Material for this exercise
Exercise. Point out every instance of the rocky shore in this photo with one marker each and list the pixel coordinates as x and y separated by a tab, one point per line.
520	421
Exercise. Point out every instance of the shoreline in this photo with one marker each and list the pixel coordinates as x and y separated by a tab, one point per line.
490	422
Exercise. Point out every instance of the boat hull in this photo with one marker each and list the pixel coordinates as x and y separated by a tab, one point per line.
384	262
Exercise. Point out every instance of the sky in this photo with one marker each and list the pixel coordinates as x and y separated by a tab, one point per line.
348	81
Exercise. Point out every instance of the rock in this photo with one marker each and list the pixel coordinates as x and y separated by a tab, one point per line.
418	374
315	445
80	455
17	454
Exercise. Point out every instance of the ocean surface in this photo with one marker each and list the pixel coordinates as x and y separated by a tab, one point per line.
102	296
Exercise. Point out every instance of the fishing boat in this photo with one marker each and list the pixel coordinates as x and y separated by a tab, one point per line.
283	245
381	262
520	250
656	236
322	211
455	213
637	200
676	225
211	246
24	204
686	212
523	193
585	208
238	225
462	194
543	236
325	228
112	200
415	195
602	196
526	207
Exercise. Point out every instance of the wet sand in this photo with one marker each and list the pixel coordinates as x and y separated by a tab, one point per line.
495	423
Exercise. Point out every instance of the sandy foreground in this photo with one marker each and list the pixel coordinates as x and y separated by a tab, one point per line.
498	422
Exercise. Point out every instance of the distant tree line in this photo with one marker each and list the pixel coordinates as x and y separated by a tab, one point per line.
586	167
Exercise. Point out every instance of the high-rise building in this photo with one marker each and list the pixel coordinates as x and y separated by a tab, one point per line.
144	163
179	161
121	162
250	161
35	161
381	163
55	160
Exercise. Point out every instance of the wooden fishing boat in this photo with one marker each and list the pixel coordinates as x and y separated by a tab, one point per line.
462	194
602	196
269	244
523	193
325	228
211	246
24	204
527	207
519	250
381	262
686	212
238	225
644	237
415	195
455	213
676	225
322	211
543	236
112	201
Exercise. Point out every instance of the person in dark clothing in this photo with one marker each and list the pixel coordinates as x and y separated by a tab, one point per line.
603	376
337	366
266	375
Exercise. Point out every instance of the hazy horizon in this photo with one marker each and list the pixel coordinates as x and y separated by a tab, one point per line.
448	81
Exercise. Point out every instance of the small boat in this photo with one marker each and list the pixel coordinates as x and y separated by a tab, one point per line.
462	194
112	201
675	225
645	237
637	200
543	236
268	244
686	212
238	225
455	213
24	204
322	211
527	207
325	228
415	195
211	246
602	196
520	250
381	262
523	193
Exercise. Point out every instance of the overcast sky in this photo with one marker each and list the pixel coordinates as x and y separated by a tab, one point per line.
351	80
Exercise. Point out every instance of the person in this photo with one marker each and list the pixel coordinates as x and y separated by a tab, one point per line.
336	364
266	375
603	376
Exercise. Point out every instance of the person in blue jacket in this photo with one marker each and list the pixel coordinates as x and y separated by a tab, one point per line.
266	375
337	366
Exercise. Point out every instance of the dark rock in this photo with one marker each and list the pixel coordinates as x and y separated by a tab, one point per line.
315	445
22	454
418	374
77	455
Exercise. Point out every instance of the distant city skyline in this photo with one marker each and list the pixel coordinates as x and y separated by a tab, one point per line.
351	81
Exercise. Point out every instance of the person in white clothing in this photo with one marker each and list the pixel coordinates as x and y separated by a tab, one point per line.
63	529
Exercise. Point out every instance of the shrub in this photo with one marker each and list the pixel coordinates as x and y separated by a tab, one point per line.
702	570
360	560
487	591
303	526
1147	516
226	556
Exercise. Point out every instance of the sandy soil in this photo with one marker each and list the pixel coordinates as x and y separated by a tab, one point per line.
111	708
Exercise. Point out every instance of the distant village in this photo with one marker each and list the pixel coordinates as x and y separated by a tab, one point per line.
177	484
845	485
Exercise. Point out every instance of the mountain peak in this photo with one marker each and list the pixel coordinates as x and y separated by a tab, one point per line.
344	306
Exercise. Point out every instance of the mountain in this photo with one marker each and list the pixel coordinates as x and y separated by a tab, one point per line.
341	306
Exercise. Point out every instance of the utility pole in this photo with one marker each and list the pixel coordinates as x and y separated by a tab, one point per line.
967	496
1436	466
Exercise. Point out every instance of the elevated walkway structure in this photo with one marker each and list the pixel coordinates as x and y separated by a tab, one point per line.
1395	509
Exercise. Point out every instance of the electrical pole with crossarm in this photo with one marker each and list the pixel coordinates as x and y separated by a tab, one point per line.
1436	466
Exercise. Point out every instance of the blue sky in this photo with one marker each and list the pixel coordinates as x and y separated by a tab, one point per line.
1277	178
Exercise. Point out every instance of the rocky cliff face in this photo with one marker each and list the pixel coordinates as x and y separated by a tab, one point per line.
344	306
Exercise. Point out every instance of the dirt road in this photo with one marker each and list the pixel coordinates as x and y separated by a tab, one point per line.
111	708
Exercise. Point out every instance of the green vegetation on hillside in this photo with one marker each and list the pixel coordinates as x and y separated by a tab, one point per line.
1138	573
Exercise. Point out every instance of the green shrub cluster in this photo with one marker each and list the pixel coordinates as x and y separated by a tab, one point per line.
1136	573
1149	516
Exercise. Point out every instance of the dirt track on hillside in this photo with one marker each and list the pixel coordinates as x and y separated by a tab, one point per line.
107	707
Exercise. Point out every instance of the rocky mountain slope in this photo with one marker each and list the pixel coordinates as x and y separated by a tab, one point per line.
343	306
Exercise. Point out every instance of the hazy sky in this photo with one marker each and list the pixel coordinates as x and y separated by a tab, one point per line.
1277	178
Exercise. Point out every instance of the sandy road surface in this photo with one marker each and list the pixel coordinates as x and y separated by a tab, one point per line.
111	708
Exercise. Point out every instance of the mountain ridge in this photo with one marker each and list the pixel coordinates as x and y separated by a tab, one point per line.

What is asked
Exactly reproduce the lines from the one containing "Exercise. Point out every instance of the hazy sky" through the end of the records, and only those lines.

Correct answer
Exercise. Point out every instance of the hazy sky in this photo with one marker each and list the pixel coordinates as x and y separated by a tab, one point per line.
1277	178
Exercise. Point out every instance of the sandy road surface in this photo with one marker each and list the pixel coordinates as x and y separated by a tab, one point per line.
111	708
Exercise. Point out every instance of the mountain ridge in this photo with one marker each and list the pixel coordinates as x and y separated by a tab, one point per line.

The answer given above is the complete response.